• Quoted passage
..............................
# DIY Keep Alive



## JoeG

Im not sure if this has been asked before. I did some research, but haven't found anything. Is there a way to make a current keeper/keep alive yourself? Or is there too much involved with the electronics to make it worth your while?


----------



## MichaelE

It's just a capacitor. Many brands of decoders have solder pads to install a capacitor as a keep-alive device.

Check your decoder operating instructions. There may be useful information for you there


----------



## wvgca

sometimes it's just one, sometimes several, usually they are super caps ...
some decoders have both pads, even labeled, most you have to find the negative pad connections, depends on the decoder ..
it's not hard, just putsy ..


----------



## D&J Railroad

Sure there's not a resistor in the circuit so the cap doesn't unload its entire 500volts all at once?


----------



## gregc

D&J Railroad said:


> Sure there's not a resistor in the circuit so the cap doesn't unload its entire 500volts all at once?


don't know where 500V comes from. The resistor (and diode) limits the inrush current to prevent the booster/command station from thinking there is a short when power is first applied if there are a large number of keep alives on the layout.
..............................
• Exercise goal
Continue the forum thread on building a homemade keep-alive for a decoder, starting right after gregc's reply about the resistor and diode. The records come from a separate, unrelated source.

• Data under study
..............................
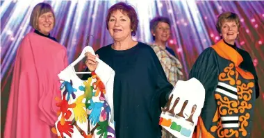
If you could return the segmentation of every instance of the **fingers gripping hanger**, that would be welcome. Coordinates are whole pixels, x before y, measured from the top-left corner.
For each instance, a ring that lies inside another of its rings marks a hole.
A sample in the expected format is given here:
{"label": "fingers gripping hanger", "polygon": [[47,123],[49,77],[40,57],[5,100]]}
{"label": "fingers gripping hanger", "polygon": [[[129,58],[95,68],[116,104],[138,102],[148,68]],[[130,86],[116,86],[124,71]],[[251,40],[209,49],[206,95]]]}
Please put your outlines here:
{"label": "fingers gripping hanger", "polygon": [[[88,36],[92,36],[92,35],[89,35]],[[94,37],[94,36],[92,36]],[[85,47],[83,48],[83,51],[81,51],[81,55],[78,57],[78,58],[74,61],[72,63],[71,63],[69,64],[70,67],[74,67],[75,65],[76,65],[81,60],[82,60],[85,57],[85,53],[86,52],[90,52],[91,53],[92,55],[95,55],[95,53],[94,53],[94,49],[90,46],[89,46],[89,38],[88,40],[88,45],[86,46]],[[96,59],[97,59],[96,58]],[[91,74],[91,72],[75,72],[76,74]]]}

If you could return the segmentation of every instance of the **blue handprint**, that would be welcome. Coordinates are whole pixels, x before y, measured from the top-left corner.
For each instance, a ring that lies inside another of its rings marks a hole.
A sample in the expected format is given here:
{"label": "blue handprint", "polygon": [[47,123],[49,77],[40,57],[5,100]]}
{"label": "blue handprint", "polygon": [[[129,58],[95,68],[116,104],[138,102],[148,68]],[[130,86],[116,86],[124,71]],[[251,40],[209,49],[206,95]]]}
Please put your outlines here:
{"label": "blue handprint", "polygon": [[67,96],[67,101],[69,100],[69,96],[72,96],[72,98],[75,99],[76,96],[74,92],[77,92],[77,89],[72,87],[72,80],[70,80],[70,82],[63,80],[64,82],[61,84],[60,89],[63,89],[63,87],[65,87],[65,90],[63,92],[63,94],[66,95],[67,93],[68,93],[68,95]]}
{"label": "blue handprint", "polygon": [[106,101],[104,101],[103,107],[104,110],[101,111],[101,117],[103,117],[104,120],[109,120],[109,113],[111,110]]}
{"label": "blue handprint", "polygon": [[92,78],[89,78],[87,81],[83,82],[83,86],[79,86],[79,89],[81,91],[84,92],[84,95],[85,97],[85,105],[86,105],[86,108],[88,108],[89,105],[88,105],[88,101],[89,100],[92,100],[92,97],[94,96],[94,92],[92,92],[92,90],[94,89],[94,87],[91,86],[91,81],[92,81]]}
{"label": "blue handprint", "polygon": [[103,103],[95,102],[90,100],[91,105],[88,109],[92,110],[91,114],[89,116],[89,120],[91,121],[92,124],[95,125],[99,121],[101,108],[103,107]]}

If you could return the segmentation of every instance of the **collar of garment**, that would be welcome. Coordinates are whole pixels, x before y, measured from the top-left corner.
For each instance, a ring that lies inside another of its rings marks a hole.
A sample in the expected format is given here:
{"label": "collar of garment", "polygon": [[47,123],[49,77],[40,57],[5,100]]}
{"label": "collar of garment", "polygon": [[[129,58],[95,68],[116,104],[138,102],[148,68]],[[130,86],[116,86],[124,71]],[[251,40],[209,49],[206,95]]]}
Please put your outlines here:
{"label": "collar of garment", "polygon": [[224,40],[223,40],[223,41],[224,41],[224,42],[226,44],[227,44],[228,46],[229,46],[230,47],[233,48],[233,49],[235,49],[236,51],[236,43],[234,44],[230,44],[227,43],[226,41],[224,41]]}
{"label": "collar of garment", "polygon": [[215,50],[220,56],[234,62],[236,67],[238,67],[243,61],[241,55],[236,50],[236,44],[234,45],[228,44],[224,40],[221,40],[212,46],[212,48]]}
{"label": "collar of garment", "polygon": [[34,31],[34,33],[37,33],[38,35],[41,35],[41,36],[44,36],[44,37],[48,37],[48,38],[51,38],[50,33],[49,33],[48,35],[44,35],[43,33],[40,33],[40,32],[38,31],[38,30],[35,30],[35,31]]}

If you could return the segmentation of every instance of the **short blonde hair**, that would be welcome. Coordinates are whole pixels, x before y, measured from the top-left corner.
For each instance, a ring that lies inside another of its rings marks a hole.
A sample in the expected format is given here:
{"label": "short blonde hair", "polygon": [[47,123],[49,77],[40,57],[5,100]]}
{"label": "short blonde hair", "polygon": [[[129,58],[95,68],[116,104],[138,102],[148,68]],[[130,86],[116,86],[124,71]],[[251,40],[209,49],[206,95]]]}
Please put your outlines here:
..............................
• Expected answer
there's a circuit diagram on another site that won't appear here (.gif) showing how a keep alive is connected to the diode bridge of a decoder

super caps have large capacitance values but low voltage ratings. They need to be stacked in series to handle the voltage, but when in series, their capacitance is reduced by 1/N where N is the number of capacitors.


----------



## wvgca

D&J Railroad said:


> Sure there's not a resistor in the circuit so the cap doesn't unload its entire 500volts all at once?



well, the cap -may- be rated up to 35 volt .. usually no more than that, and a diode takes care of unload duties ...
a resistor [ try 100 ohm for a starter] takes care of loading the cap up when the system powers up, etcetra ..
it's pretty easy to do, especially if the bridge negative is marked on the decoder


----------



## MichaelE

Where is 500V coming from?


----------



## gunrunnerjohn

MichaelE said:


> Where is 500V coming from?


Lightning!


----------



## D&J Railroad

​


MichaelE said:


> Where is 500V coming from?


I noted 500 volts as a point. Some capacitors can store up a heafty jolt.
The real point was, just a cap isn't all there is to it. Some electronic wizzes presume everybody knows electronics well enough to include the additional components in a circuit.


----------



## gregc

D&J Railroad said:


> I noted 500 volts as a point. Some capacitors can store up a heafty jolt.


just so that nobody walks away thinking they're going to get jolted by a keep alive ...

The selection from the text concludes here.